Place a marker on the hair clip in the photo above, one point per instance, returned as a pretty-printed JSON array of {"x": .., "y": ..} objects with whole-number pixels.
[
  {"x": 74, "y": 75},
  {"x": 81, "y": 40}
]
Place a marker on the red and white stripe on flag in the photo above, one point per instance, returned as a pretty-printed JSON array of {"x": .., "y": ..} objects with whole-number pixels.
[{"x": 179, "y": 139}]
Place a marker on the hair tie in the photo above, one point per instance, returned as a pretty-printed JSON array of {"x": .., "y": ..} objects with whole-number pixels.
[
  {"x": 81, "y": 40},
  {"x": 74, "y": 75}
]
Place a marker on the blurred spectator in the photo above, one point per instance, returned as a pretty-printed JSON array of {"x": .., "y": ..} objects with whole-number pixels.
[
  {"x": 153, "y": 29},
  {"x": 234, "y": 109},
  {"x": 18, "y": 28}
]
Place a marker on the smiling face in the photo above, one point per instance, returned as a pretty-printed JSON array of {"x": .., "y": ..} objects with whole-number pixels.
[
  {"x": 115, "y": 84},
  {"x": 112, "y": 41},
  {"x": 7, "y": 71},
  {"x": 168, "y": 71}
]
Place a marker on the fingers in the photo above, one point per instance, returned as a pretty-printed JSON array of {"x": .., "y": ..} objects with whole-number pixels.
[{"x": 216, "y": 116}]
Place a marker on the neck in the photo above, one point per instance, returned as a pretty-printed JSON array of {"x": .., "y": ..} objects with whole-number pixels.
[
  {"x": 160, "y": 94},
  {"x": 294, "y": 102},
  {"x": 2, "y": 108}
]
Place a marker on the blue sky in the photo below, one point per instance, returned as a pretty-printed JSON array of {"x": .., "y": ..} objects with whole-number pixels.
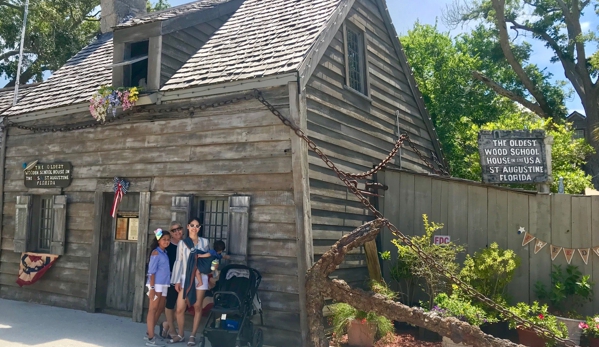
[{"x": 405, "y": 13}]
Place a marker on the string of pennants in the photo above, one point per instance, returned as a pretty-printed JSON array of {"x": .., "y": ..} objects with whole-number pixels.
[{"x": 556, "y": 250}]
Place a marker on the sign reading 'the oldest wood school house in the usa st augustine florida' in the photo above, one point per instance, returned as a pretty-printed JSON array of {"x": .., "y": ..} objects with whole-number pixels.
[{"x": 517, "y": 156}]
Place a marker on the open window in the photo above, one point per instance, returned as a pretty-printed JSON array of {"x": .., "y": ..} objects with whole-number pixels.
[{"x": 40, "y": 224}]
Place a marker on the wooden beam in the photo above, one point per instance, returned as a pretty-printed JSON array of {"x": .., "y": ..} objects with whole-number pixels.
[
  {"x": 310, "y": 62},
  {"x": 2, "y": 161},
  {"x": 301, "y": 197},
  {"x": 95, "y": 251},
  {"x": 140, "y": 262}
]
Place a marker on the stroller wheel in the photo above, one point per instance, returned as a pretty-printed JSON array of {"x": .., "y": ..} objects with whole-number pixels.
[{"x": 257, "y": 339}]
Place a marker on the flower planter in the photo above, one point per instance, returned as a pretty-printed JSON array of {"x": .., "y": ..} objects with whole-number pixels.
[
  {"x": 447, "y": 342},
  {"x": 530, "y": 338},
  {"x": 574, "y": 331},
  {"x": 360, "y": 334}
]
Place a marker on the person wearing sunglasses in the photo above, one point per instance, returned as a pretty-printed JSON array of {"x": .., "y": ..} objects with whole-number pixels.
[
  {"x": 185, "y": 283},
  {"x": 167, "y": 330}
]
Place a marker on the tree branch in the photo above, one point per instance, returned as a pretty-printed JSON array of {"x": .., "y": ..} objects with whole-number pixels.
[
  {"x": 504, "y": 41},
  {"x": 8, "y": 4},
  {"x": 510, "y": 95}
]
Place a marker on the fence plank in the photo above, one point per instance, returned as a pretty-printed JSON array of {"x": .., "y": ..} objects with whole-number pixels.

----

■ EXERCISE BRIEF:
Could you return the entire listing above verbatim while dropping each picture?

■ RESPONSE FOR THIS EXERCISE:
Place a marker on the hair clip in the photo above, one point per instance, returned as a pretty-printed JSON array of {"x": .., "y": ..} objects with whole-number pixels.
[
  {"x": 74, "y": 75},
  {"x": 81, "y": 40}
]
Place a marker on the red and white stripe on flag in the photo above, one point per instance, returned as a pretty-printed JSON array of {"x": .., "y": ..} objects with whole-number pixels.
[{"x": 179, "y": 139}]
Place a marker on the hair tie in the photo above, one point per instance, returned as a pretty-printed JSON array of {"x": .., "y": ..} objects with whole-number pixels.
[
  {"x": 81, "y": 40},
  {"x": 74, "y": 75}
]
Place a marker on the blurred spectator in the photo above, one point per instance, returned as a pretty-printed JSON array of {"x": .., "y": ..} objects with whole-number pixels.
[
  {"x": 153, "y": 29},
  {"x": 234, "y": 109},
  {"x": 18, "y": 28}
]
Place a marker on the smiling face in the photo above, one point per instance, returned as a pretty-printed JSON array of {"x": .., "y": ..} objects with whole-number pixels.
[
  {"x": 115, "y": 84},
  {"x": 112, "y": 41},
  {"x": 7, "y": 71},
  {"x": 168, "y": 71}
]
Place a marker on the fingers in the photo above, one point per instance, returned as a pretty-printed JSON array of {"x": .., "y": ..} objects with whole-number pixels.
[{"x": 216, "y": 116}]
Place a marker on the neck in the photo above, one point per instance, returned as a pretty-printed JSON array of {"x": .., "y": ..} objects with whole-number pixels.
[
  {"x": 160, "y": 94},
  {"x": 294, "y": 102},
  {"x": 2, "y": 108}
]
Place a marker on the blue sky in the photo below, one point per instance, returned as a pretty-printed JSON array of {"x": .., "y": ..} objects with whole-number pixels.
[{"x": 405, "y": 13}]
Place a marker on the string of pennants in the photo above, one point per instance, returned as a pretty-printed JSON array of {"x": .., "y": ..} objects with whole-number pixels.
[{"x": 556, "y": 250}]
Place a marker on the sign reading 'the oldest wood school house in the usa st augustine florida' in the photo above, one point per instance, returned as a pretty-printed JSON array of {"x": .., "y": ..} objects with whole-number pixels.
[{"x": 517, "y": 156}]
Place a marker on the open window in the photo above, one point per instance, returned as a pretty-printed JSON array of {"x": .., "y": ..} objects with whole-number pixels.
[{"x": 40, "y": 224}]
Place a marker on the wooden beam in the photo above, one point per instance, returned as a pretty-printed JSON array of {"x": .., "y": ..} objects with whole-number pixels.
[
  {"x": 310, "y": 62},
  {"x": 2, "y": 161},
  {"x": 301, "y": 197},
  {"x": 95, "y": 251},
  {"x": 140, "y": 262}
]
Place a marker on the stroller wheel in the photo above, one point per instance, returned as a pretty-printed JSON array of {"x": .., "y": ..} objects with whole-number pixels.
[{"x": 257, "y": 339}]
Place a marker on the flower planter in the photo above, one point per instance, returned as a pretty-printed JSON array of {"x": .., "y": ..} objects with whole-number pixels.
[
  {"x": 447, "y": 342},
  {"x": 530, "y": 338},
  {"x": 574, "y": 331},
  {"x": 360, "y": 334}
]
Place a marker on the person wearing sunglasses in the photo above, one point per instance, returned as a pretty-printed JSON array of {"x": .., "y": ..} objects with whole-number pixels.
[
  {"x": 185, "y": 283},
  {"x": 167, "y": 330}
]
Place a marker on the tree branch in the photo above, one point per instance, returned as a pretty-printed JSON array of {"x": .., "y": ..} objects with whole-number pixels.
[
  {"x": 504, "y": 41},
  {"x": 8, "y": 4},
  {"x": 510, "y": 95}
]
Place a marker on the fence plank in the photo above, one point per instance, returned as a pretty-printed JSON array of {"x": .., "y": ..} objects with whole-number pixels.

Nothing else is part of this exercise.